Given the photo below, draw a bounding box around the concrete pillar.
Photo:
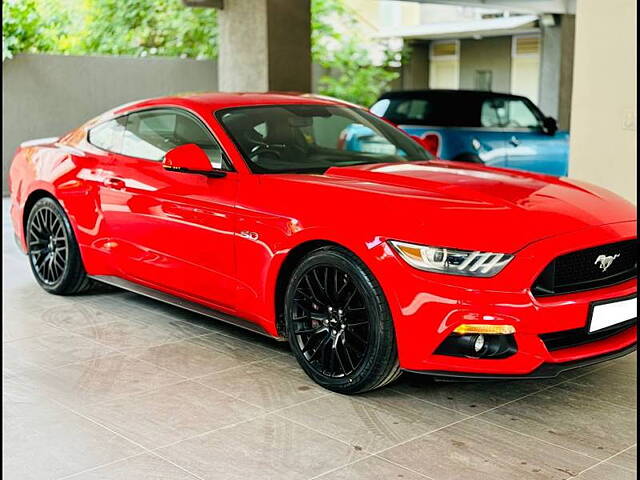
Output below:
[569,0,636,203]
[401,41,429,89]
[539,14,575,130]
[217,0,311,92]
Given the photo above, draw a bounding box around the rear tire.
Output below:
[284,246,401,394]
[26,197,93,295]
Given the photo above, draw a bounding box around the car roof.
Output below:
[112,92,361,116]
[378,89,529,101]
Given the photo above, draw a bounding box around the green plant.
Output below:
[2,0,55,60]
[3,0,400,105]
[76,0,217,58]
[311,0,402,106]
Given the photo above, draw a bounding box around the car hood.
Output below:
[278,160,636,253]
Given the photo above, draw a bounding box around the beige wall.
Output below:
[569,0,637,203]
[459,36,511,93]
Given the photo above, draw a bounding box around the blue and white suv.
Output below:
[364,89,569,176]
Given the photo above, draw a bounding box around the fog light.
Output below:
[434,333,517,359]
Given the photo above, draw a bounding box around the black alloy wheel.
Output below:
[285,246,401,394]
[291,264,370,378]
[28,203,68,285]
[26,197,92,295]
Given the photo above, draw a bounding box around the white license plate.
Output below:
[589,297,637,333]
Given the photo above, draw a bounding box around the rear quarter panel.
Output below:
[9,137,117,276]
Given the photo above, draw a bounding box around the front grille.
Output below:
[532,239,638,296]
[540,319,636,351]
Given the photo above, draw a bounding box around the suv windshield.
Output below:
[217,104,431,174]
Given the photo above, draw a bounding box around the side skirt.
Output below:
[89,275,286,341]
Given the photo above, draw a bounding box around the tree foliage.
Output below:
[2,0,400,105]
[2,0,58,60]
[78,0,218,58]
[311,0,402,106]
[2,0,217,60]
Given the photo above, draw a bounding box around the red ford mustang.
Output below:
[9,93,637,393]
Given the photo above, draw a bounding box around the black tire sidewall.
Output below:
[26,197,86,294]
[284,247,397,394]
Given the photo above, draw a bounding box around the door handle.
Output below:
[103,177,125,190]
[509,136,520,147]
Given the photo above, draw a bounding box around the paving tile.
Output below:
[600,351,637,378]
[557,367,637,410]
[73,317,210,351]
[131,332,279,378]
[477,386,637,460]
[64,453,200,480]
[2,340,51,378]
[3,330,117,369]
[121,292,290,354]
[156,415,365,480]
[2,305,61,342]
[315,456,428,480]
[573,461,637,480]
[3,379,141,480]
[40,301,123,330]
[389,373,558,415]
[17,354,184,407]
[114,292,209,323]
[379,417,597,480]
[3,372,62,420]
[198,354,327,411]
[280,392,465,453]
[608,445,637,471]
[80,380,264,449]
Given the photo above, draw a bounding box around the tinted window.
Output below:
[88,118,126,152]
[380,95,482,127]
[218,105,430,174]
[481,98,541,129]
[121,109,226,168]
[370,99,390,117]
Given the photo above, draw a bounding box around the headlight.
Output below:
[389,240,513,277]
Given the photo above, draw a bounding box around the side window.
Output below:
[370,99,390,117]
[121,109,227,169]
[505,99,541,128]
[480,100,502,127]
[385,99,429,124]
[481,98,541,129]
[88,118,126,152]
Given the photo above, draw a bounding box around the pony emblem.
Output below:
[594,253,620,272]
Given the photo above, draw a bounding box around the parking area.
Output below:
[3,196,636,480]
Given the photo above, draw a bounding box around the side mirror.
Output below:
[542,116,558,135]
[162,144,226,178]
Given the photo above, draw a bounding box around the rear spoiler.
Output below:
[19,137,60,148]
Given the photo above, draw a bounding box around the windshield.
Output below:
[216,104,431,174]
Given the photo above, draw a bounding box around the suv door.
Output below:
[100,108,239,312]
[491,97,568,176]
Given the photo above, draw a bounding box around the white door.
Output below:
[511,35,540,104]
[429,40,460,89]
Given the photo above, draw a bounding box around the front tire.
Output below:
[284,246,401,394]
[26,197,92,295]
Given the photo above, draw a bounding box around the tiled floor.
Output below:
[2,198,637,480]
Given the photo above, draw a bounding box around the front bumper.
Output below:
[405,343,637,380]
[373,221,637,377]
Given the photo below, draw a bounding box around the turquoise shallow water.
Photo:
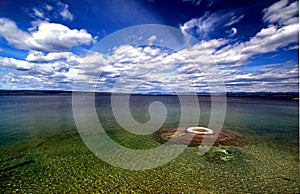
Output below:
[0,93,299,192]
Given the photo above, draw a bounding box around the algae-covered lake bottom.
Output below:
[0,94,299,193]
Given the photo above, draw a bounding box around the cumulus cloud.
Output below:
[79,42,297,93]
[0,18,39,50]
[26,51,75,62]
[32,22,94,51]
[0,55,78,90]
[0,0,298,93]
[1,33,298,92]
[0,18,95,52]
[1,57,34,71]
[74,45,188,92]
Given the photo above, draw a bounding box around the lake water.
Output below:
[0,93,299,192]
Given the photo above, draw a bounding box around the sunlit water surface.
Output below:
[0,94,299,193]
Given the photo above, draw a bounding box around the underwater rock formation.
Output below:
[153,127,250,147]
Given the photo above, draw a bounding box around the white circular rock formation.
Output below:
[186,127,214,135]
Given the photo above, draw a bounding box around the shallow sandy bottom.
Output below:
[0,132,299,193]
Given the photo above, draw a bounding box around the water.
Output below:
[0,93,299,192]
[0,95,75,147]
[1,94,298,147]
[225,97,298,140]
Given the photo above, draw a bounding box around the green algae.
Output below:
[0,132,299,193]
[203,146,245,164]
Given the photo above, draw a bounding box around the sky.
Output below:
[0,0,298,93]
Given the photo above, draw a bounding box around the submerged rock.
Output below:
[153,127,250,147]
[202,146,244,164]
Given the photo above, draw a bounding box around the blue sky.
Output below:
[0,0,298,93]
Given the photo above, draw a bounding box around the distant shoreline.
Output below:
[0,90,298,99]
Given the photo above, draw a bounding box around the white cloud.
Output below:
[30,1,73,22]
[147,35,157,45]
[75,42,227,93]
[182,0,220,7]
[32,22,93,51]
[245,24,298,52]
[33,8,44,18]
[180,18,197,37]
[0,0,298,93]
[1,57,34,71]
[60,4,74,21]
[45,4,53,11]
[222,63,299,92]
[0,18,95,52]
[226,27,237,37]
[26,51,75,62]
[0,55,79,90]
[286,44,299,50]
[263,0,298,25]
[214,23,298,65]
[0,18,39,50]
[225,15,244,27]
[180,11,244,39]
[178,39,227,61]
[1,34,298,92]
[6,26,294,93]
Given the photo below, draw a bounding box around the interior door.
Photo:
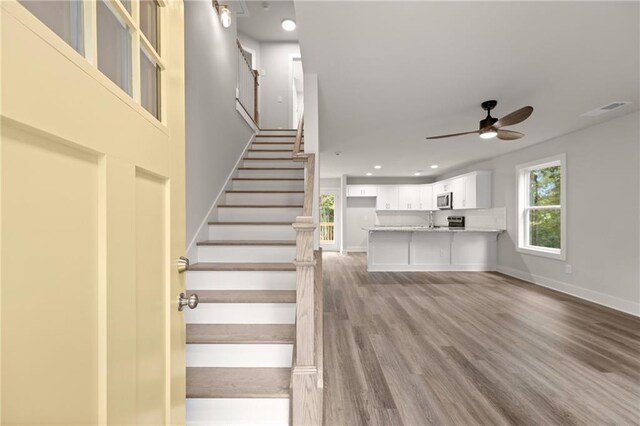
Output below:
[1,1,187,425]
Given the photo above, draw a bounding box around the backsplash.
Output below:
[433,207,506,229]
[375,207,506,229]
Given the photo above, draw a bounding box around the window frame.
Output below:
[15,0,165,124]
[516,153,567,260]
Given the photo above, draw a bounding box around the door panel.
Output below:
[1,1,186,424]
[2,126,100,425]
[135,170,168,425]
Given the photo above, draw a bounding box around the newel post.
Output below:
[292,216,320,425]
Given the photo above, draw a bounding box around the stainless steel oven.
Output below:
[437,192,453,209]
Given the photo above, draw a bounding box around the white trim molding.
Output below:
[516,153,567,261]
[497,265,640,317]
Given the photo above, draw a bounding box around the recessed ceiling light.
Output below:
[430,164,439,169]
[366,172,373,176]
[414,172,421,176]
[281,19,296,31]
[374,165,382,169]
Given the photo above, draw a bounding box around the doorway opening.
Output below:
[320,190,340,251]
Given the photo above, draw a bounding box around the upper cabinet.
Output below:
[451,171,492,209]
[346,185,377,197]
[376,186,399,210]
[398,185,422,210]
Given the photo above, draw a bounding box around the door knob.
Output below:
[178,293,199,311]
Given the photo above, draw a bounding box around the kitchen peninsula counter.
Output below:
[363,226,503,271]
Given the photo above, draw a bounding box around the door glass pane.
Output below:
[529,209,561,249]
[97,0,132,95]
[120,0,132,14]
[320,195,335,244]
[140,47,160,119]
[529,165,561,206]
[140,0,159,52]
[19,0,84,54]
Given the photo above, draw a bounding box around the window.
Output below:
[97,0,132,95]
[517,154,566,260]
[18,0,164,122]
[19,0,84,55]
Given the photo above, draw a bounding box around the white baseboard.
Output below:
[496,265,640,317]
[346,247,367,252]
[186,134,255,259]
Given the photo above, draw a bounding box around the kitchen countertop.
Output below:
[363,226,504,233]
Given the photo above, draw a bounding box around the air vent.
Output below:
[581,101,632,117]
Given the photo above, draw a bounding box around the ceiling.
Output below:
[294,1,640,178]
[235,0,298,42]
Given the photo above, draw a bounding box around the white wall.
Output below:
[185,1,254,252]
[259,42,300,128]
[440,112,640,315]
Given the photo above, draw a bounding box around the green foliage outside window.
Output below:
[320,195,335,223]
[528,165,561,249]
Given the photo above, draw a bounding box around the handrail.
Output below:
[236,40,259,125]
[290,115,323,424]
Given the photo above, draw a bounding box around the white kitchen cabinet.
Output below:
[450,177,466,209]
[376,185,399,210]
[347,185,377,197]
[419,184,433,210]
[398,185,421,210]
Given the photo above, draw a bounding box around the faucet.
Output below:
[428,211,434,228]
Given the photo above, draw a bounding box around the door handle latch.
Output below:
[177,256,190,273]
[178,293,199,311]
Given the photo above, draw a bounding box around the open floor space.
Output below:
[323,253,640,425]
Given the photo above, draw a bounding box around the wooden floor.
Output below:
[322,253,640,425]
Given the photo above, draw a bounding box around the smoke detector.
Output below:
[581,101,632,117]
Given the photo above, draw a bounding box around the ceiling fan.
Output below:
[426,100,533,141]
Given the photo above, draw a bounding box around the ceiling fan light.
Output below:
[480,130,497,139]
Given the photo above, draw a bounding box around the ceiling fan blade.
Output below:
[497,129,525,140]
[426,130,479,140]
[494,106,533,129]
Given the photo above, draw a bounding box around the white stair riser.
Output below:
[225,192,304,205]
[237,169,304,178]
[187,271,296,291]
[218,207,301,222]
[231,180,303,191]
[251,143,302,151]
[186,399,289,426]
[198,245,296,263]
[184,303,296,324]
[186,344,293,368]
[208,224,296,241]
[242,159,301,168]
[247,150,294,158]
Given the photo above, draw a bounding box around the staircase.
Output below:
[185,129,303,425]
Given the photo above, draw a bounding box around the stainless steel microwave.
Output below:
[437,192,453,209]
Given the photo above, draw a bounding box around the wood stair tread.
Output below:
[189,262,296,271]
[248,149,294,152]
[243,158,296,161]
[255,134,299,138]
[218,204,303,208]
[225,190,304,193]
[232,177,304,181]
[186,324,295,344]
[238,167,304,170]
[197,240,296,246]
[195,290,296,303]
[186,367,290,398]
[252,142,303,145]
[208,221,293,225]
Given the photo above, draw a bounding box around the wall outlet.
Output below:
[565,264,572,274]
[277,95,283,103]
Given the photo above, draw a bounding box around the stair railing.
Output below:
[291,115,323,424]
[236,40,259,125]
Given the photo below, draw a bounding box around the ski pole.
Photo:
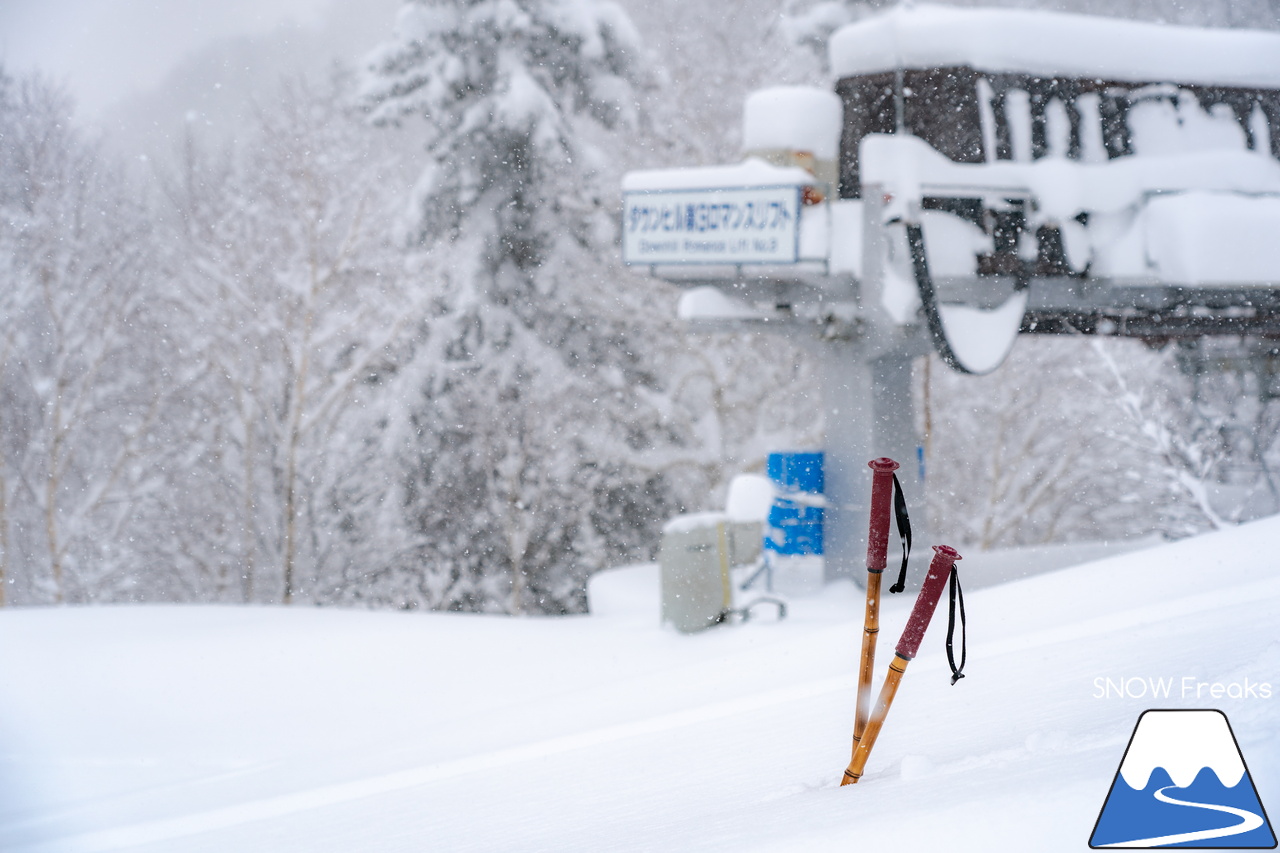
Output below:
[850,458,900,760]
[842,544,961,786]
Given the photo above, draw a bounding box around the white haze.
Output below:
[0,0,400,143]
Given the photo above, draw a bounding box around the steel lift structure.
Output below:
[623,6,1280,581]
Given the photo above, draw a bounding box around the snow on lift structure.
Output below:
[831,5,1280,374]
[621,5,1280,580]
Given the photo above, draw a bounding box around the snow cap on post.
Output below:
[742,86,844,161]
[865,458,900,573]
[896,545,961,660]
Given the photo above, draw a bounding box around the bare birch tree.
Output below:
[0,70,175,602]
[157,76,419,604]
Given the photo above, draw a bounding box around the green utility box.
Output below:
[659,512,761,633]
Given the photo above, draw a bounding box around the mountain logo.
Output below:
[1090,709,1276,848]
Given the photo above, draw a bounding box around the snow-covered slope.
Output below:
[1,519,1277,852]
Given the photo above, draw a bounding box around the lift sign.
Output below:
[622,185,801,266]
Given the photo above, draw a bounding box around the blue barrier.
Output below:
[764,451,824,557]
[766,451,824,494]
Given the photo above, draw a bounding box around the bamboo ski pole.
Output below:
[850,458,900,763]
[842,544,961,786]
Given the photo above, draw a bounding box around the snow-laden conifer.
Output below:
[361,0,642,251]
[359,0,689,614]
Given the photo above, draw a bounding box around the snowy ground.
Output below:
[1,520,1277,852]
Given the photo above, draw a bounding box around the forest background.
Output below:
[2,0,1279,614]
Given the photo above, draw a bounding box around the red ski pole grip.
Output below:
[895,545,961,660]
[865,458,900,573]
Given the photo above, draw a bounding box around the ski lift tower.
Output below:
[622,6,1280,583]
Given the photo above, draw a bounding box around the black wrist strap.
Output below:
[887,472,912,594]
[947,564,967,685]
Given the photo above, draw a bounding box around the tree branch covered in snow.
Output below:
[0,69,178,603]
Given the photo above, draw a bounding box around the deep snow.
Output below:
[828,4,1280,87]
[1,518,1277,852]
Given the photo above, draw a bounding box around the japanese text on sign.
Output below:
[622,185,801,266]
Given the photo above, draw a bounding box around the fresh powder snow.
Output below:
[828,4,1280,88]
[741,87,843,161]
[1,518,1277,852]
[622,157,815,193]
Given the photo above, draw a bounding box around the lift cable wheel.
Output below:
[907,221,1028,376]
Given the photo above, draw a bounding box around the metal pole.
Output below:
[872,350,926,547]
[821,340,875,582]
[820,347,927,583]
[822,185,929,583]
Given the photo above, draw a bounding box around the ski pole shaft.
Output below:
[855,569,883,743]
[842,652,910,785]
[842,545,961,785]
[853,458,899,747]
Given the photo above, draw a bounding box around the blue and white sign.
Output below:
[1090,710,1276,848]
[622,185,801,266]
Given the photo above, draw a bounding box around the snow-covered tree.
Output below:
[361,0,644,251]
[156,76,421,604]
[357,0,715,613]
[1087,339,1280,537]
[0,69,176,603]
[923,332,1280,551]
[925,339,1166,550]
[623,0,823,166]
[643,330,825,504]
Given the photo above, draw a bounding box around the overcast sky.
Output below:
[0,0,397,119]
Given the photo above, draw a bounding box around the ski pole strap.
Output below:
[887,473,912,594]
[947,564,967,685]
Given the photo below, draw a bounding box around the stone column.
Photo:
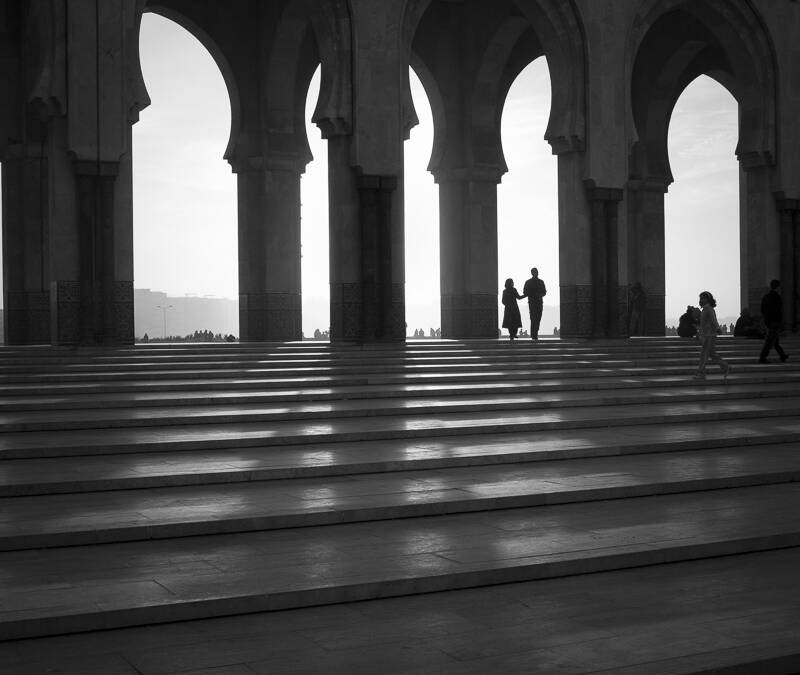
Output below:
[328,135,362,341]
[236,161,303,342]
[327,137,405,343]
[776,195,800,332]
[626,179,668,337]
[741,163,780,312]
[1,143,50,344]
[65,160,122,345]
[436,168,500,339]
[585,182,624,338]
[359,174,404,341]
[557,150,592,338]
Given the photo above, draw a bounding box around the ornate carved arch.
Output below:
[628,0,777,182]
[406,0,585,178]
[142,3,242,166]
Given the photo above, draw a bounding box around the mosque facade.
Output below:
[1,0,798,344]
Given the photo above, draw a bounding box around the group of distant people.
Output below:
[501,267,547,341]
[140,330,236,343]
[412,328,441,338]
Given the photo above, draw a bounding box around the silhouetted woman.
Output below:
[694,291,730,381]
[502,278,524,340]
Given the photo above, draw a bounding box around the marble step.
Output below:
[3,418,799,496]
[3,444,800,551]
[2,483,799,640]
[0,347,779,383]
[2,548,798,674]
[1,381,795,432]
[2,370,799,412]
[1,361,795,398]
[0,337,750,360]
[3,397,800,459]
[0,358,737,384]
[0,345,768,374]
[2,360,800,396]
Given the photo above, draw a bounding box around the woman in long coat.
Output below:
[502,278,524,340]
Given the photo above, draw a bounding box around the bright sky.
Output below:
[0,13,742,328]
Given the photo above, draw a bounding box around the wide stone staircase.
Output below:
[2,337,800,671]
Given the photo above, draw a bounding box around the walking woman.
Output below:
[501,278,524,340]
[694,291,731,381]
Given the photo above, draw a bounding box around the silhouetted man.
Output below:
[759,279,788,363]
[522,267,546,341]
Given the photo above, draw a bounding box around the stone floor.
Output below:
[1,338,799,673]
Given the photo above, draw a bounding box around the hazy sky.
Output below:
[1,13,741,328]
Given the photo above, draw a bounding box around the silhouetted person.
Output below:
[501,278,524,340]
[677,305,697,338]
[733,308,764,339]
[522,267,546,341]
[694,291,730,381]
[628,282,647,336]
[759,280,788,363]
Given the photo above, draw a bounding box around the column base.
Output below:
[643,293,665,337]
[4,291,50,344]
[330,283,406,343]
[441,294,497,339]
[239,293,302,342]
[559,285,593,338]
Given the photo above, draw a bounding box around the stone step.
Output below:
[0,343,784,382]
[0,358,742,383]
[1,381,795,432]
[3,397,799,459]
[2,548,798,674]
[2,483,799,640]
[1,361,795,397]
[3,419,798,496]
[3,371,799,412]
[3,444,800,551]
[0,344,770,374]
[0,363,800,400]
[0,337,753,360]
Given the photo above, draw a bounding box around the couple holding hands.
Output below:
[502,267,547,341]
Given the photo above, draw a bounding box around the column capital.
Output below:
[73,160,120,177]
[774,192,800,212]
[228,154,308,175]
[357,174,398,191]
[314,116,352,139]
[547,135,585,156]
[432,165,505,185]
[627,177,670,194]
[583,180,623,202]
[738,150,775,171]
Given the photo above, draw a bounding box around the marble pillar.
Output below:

Problem details
Begin at the top of the records above and retype each line exactly until the line containing "black tire sidewall.", which is included. Skip all pictures.

Answer box
Given the photo below, draw a bounding box around the concrete pillar.
Photo:
Output below:
[569,0,636,203]
[401,41,429,89]
[539,14,575,130]
[217,0,311,92]
Given the photo above, draw a bounding box around the rear tire.
Output below:
[284,246,401,394]
[26,197,93,295]
Given the photo above, draw a bounding box around the car roof.
Output below:
[112,92,361,116]
[378,89,529,101]
Given the photo above, draw a bounding box around the green plant.
Output below:
[2,0,55,60]
[3,0,400,105]
[76,0,217,58]
[311,0,402,106]
Given the photo above, draw a bounding box around the car hood.
Output below:
[278,160,636,253]
Given the photo above, draw a bounding box around the beige wall.
Output below:
[569,0,637,203]
[459,36,511,93]
Given the photo above, draw a bounding box around the blue and white suv.
Output below:
[364,89,569,176]
Given the photo above, draw a bounding box around the fog light.
Output below:
[434,333,517,359]
Given the photo above, draw a bounding box around the black alloy wheel.
Output below:
[285,246,401,394]
[291,264,370,378]
[28,203,68,285]
[26,197,92,295]
Given the photo above, draw a bounding box around the white license plate.
Output below:
[589,297,637,333]
Given the photo above, draw a bounding box around the rear quarter panel.
Output below:
[9,137,117,276]
Given the photo above, draw a bounding box around the front grille.
Output below:
[532,239,638,296]
[540,319,636,351]
Given the photo above, draw a bounding box around the suv windshield.
Output below:
[217,104,431,174]
Given the photo above, draw a bounding box around the side skirt.
Output below:
[89,275,286,341]
Given the photo above, draw a bounding box around the tree foliage.
Output below:
[2,0,400,105]
[2,0,58,60]
[78,0,218,58]
[311,0,402,106]
[2,0,217,60]
Given the photo above, draw a bounding box around the red ford mustang.
Output below:
[9,93,637,393]
Given the photo above, draw a bounding box around the black tire sidewall.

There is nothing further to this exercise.